**WHAT IS EXPECTED**
Wherever the word "Help" turns up in a line of the entries, copy that line.

• • • • •

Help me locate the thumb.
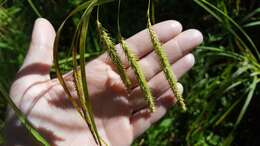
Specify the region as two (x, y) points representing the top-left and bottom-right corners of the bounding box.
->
(17, 18), (56, 82)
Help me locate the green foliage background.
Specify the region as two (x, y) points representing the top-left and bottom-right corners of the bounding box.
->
(0, 0), (259, 145)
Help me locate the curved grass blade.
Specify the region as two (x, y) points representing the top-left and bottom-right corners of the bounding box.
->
(194, 0), (260, 61)
(117, 0), (155, 111)
(243, 21), (260, 28)
(53, 0), (97, 120)
(214, 98), (242, 127)
(71, 11), (101, 144)
(223, 77), (258, 145)
(74, 1), (112, 145)
(53, 0), (115, 118)
(234, 77), (257, 128)
(54, 1), (114, 145)
(197, 46), (244, 61)
(79, 6), (103, 146)
(27, 0), (42, 17)
(147, 0), (186, 111)
(194, 0), (252, 56)
(54, 23), (83, 118)
(241, 8), (260, 23)
(0, 83), (50, 146)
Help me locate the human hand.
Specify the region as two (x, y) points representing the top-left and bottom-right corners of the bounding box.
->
(5, 18), (203, 146)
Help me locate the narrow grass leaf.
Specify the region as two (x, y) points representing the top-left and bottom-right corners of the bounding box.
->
(214, 98), (242, 127)
(79, 8), (103, 146)
(195, 0), (260, 60)
(27, 0), (42, 17)
(241, 8), (260, 23)
(53, 1), (114, 145)
(0, 83), (50, 146)
(77, 2), (107, 145)
(243, 21), (260, 28)
(234, 77), (257, 127)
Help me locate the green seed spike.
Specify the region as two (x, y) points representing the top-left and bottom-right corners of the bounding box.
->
(147, 0), (186, 111)
(116, 0), (155, 111)
(119, 37), (156, 112)
(96, 20), (132, 91)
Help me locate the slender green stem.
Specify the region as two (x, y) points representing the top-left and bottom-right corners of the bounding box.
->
(194, 0), (260, 61)
(78, 2), (105, 145)
(0, 83), (50, 146)
(27, 0), (42, 17)
(54, 25), (84, 118)
(151, 0), (155, 24)
(53, 0), (109, 121)
(71, 11), (101, 145)
(53, 1), (114, 145)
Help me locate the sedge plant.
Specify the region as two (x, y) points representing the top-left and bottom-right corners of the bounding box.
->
(53, 0), (187, 144)
(2, 0), (259, 145)
(2, 0), (190, 145)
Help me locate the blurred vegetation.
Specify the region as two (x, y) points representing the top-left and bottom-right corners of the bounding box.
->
(0, 0), (259, 145)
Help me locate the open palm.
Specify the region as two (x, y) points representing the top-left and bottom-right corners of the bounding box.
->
(5, 18), (202, 146)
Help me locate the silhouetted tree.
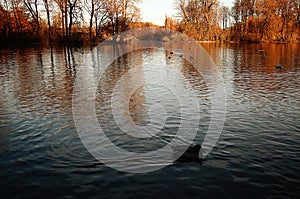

• • • • •

**SOLUTION FOR THIS PROBLEM**
Help me locate the thumb.
Help me locate the green foliage background.
Help me locate the curved grass blade.
Help me locate the human hand.
Help me locate the narrow grass leaf.
Help me locate the green seed spike.
Help me locate the slender green stem.
Help me locate the sedge plant.
Help me locate the blurred vegetation.
Help me locate the open palm.
Help me locate the silhouetted tree.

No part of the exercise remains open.